**REQUISITOS DE LA TAREA**:
Extraiga de los registros cada línea en la que aparezca la cadena "mask".

[Registros de colocación de puntos]
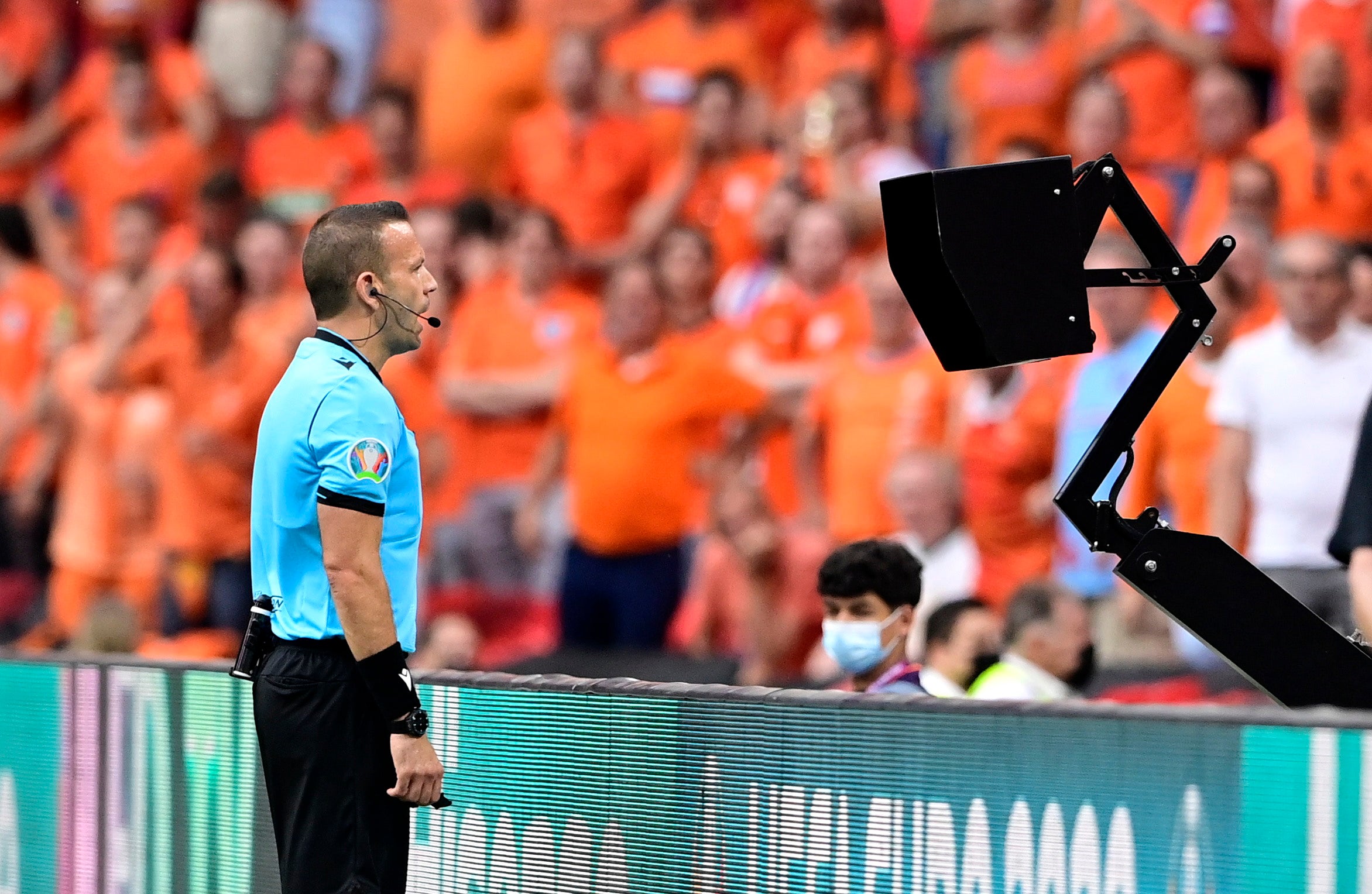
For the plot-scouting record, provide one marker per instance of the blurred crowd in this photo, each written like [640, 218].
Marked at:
[675, 369]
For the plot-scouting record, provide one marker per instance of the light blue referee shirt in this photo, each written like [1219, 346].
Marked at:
[331, 434]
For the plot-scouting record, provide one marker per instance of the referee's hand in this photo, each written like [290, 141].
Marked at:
[419, 775]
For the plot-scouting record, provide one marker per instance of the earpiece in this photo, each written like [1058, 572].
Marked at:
[433, 321]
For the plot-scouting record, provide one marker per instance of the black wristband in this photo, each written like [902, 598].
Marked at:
[390, 682]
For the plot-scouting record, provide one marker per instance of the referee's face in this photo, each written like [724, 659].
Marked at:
[409, 283]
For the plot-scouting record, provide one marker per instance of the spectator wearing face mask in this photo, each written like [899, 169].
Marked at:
[962, 641]
[870, 590]
[1048, 652]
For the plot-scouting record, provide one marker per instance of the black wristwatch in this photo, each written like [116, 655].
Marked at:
[413, 724]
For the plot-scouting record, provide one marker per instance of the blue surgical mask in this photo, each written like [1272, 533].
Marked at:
[856, 645]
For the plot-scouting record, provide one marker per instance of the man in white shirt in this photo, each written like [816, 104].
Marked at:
[925, 497]
[1289, 401]
[1048, 652]
[963, 641]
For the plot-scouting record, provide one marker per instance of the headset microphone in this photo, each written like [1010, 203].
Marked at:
[433, 321]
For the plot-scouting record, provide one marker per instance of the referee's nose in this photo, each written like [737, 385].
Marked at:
[428, 284]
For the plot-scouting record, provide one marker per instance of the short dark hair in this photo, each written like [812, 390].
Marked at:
[1032, 604]
[222, 185]
[131, 51]
[15, 233]
[880, 567]
[695, 233]
[394, 95]
[342, 245]
[944, 619]
[547, 218]
[145, 204]
[476, 217]
[726, 78]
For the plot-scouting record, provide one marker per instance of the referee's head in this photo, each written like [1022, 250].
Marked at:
[365, 273]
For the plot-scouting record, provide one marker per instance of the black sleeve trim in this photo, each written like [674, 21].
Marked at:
[356, 504]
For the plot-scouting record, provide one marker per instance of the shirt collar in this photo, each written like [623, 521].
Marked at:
[1043, 683]
[332, 338]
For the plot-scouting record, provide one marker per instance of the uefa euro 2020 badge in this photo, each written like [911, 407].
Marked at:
[369, 461]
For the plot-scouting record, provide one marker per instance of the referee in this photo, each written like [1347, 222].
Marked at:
[337, 516]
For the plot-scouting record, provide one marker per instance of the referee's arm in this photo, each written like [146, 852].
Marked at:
[352, 544]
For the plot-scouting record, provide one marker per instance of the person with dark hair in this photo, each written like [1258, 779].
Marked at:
[500, 376]
[962, 639]
[1048, 651]
[390, 118]
[133, 151]
[661, 59]
[217, 381]
[870, 590]
[30, 309]
[745, 284]
[335, 529]
[625, 429]
[588, 165]
[276, 309]
[306, 160]
[718, 180]
[479, 233]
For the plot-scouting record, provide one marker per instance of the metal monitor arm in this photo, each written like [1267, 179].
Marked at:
[1198, 580]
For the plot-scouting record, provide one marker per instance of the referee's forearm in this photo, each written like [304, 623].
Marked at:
[364, 607]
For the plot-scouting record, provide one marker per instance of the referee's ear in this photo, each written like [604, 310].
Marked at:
[364, 288]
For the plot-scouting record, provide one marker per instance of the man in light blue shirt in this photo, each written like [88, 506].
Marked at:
[337, 513]
[1124, 343]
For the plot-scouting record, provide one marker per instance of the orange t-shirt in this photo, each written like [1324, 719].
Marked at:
[301, 174]
[29, 306]
[725, 199]
[787, 326]
[1333, 194]
[1157, 85]
[1004, 99]
[500, 333]
[176, 76]
[1208, 209]
[630, 431]
[444, 438]
[1345, 25]
[99, 173]
[85, 528]
[664, 54]
[428, 188]
[411, 26]
[204, 501]
[277, 324]
[869, 414]
[26, 32]
[716, 605]
[1007, 446]
[811, 61]
[592, 178]
[1172, 454]
[474, 90]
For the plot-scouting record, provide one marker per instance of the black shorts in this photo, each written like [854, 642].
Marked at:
[327, 761]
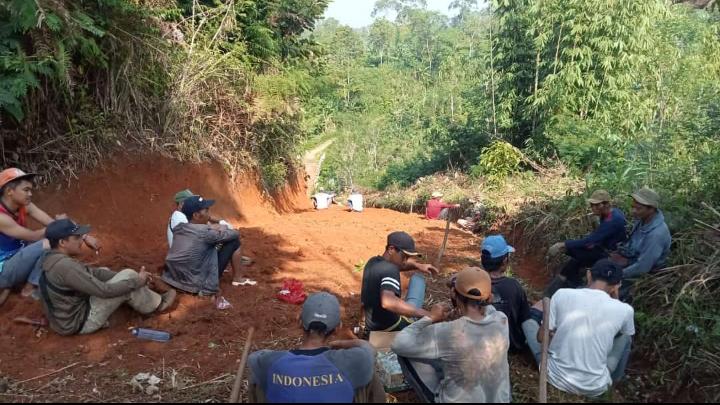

**RESPUESTA ESPERADA**:
For the plot-scouting record, provide one marker per instance of the spectator wearing face mask in this photo, each written like [899, 169].
For the plot-scouting record, provide one marker per instance of the blue surgical mask in this photo, each written like [1272, 533].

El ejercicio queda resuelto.